Problem requirements: Would you transcribe the line that holds "Put one point on every instance of the blue sky", plus every line beneath it through the end of the data, exactly and with nothing added?

Input for this task:
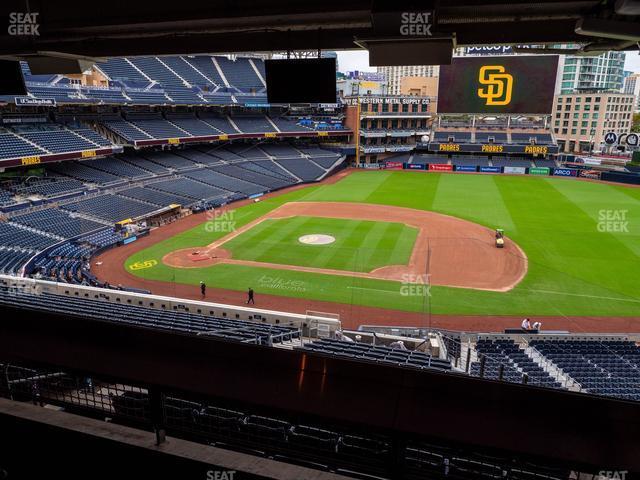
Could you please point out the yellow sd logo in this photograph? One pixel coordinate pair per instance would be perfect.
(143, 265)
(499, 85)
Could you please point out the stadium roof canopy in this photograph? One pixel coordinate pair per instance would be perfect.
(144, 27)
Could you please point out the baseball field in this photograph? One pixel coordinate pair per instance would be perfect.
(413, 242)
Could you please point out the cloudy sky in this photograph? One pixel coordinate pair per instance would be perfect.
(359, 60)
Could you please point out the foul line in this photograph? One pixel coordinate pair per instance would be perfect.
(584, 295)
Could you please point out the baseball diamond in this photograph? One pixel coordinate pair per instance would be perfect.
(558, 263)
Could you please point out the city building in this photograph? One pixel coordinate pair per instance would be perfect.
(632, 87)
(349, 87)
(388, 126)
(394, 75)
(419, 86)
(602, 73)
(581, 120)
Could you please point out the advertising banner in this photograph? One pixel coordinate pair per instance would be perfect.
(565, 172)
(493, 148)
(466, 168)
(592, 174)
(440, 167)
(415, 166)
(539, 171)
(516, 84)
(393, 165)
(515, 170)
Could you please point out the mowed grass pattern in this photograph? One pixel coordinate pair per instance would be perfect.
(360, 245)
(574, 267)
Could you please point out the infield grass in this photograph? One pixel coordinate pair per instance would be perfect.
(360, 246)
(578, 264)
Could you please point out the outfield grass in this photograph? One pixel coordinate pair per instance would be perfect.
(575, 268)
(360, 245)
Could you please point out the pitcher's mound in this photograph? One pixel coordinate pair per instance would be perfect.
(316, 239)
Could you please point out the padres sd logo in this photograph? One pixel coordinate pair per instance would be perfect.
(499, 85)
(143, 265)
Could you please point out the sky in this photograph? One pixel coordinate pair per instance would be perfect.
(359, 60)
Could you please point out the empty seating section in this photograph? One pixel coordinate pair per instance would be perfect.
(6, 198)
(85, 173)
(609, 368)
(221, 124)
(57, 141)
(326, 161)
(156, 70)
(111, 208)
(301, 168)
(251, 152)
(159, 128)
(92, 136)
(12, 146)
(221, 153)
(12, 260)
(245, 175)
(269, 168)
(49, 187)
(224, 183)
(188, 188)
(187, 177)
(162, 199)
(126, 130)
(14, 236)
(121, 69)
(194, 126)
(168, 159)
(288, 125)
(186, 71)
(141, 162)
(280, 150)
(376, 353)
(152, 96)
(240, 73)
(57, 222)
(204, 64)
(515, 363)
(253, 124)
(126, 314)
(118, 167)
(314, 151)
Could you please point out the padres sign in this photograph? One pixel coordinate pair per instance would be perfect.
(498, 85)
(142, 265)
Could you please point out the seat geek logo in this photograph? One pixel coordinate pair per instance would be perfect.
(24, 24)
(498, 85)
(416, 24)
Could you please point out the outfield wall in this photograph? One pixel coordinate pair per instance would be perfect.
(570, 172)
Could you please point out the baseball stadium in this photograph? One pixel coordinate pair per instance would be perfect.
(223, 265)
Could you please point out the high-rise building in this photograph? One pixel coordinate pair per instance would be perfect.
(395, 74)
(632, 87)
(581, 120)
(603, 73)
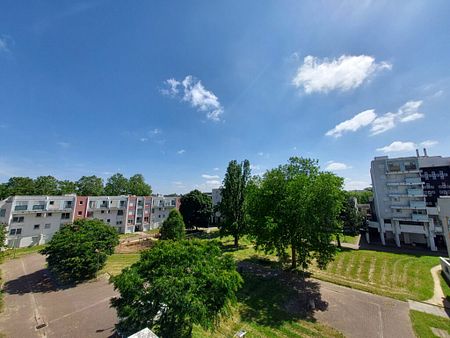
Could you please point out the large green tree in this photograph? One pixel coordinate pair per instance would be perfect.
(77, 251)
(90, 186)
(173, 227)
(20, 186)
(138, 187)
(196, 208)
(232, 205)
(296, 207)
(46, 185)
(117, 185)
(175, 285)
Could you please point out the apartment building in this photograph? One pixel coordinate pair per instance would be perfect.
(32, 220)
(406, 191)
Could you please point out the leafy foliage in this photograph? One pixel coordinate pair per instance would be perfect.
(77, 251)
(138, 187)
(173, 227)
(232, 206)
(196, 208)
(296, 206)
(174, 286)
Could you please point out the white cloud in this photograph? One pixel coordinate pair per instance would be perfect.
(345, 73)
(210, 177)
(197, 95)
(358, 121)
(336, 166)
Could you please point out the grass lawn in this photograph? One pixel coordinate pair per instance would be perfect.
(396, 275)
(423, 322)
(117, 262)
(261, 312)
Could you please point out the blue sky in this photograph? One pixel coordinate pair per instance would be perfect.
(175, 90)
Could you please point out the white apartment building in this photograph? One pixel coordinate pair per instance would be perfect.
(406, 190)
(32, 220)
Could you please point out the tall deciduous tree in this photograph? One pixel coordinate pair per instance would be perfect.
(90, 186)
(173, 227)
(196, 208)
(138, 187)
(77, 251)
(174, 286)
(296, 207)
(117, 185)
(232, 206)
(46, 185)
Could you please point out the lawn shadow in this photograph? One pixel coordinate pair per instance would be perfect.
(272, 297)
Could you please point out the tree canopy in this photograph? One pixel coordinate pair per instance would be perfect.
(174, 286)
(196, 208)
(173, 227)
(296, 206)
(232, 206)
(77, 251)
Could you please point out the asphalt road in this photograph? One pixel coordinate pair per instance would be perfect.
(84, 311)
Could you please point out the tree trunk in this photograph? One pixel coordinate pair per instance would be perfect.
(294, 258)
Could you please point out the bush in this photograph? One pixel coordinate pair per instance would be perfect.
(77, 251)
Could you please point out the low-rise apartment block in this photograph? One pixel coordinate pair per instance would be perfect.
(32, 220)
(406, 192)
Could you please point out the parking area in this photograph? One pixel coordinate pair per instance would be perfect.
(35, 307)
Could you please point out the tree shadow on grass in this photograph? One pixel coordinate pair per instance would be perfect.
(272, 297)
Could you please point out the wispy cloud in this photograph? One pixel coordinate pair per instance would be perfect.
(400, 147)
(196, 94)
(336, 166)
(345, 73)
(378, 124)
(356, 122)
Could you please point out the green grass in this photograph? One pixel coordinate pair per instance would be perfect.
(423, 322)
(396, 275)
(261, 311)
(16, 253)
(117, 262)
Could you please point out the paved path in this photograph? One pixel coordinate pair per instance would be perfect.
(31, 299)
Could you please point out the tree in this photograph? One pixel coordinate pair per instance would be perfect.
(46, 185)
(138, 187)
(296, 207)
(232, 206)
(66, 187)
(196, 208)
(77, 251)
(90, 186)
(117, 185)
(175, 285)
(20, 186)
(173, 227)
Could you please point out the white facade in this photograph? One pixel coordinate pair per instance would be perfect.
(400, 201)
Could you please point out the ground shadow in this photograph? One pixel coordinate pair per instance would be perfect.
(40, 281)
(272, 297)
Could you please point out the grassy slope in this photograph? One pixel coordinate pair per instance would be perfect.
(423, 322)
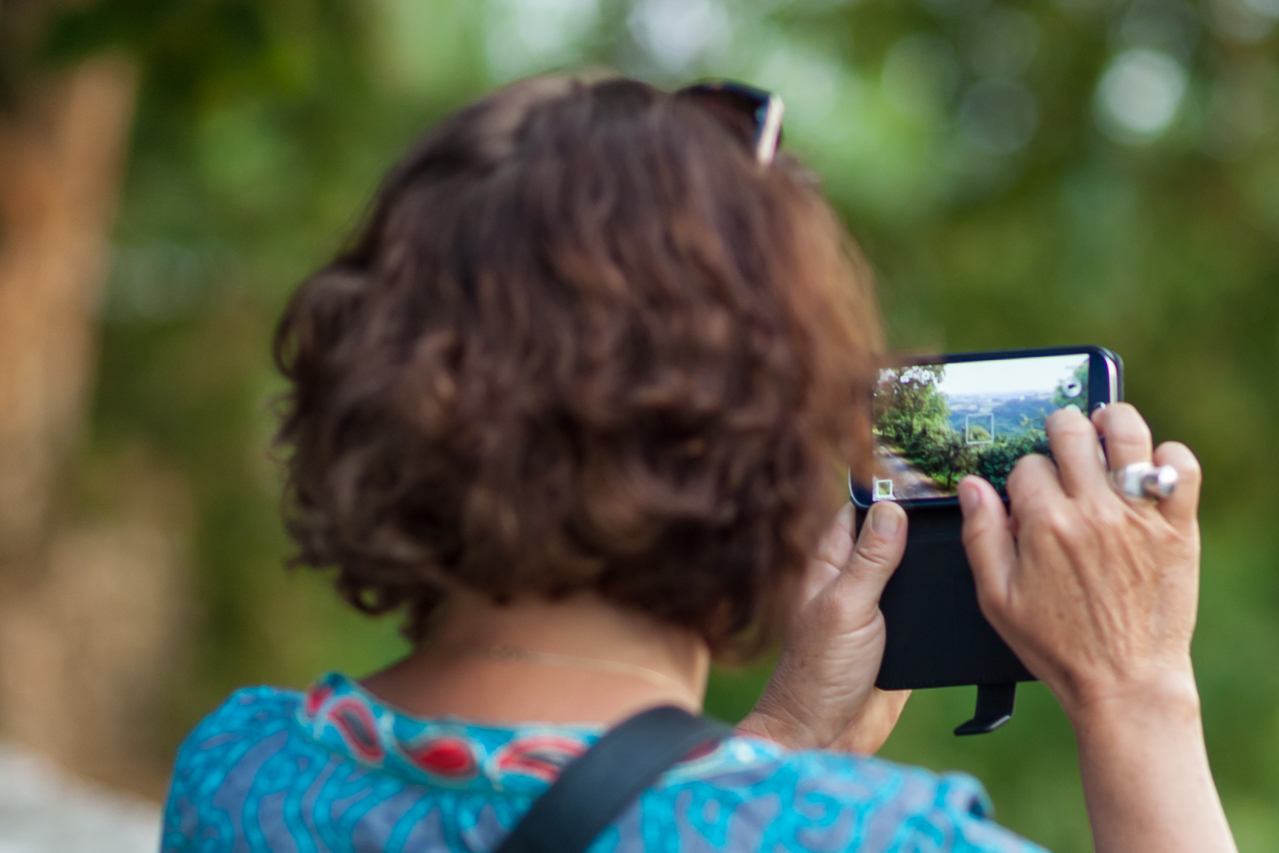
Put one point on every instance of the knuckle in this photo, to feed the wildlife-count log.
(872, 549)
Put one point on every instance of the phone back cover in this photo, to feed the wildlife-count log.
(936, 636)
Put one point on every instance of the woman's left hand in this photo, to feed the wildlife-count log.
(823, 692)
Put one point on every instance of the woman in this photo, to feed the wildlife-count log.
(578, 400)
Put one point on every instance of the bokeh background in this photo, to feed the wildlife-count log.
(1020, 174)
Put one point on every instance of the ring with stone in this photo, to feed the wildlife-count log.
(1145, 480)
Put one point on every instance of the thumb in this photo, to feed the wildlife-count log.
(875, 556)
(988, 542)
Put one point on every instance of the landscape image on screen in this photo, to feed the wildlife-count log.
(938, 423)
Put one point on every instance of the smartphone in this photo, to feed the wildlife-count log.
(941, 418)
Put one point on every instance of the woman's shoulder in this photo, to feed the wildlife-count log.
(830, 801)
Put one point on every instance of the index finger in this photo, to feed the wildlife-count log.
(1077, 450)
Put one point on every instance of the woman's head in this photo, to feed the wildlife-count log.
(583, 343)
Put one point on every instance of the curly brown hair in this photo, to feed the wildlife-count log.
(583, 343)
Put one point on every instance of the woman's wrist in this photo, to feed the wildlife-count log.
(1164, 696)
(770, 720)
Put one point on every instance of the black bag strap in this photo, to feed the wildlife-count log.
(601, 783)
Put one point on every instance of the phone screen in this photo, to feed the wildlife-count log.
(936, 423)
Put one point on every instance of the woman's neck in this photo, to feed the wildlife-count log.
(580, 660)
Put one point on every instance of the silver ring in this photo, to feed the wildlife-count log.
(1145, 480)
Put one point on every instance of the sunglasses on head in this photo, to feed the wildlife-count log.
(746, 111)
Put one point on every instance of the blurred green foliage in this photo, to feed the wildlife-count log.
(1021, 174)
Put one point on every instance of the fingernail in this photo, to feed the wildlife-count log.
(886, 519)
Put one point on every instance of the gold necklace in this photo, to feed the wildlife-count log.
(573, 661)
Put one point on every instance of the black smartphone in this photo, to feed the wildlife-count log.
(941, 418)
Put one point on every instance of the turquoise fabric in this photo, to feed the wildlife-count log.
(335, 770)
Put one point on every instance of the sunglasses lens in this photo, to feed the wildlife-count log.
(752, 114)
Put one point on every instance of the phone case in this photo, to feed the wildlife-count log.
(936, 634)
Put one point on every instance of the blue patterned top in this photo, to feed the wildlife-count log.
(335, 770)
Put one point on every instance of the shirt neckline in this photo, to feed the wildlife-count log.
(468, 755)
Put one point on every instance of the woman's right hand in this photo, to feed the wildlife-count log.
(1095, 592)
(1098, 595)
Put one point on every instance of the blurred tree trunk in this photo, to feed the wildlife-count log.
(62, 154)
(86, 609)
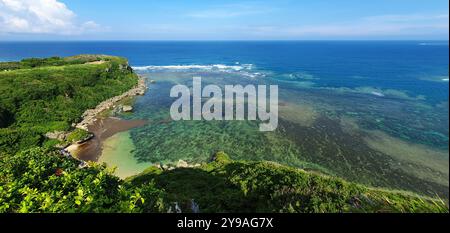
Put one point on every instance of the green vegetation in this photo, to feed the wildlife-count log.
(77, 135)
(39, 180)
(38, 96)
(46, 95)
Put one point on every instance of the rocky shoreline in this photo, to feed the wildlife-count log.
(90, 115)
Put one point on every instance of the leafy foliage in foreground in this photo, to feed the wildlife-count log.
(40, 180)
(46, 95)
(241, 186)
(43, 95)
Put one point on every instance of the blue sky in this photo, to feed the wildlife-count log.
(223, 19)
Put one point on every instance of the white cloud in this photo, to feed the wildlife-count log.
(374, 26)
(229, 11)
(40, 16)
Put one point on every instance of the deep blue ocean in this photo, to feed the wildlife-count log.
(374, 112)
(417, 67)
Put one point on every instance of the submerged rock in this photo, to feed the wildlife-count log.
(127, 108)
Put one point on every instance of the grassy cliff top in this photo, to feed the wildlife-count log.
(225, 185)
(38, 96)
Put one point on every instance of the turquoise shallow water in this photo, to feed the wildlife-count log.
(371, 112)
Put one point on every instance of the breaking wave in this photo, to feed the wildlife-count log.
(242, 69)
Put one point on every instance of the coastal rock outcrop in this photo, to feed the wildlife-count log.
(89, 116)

Completed task:
Put one point on every instance of the blue sky in this photo, to feed the wildlife-count log.
(223, 19)
Put one point on every instance of the white cloud in this photo, to feed the wildlife-count log.
(374, 26)
(229, 11)
(40, 16)
Put one point on every instance of the deep blue ocean in this photo, to feed the wildlife-count log.
(374, 112)
(417, 67)
Put one point on every instance of the submerged rock in this photo, to feed the wildlife-count log.
(127, 108)
Put one point on every instance of the grassy cliff top in this photo, to feed the wildlife-count log.
(225, 185)
(38, 96)
Put one point on every instance of the turquoise shallow water in this photo, to feed the wildlife-count log.
(371, 112)
Put one point on every instance of the breaking wave in this photo, to feed the wildlife-count log.
(242, 69)
Put one point on every instance of the coastal rock outcrop in this photo, to feed the wildlife-count log.
(89, 116)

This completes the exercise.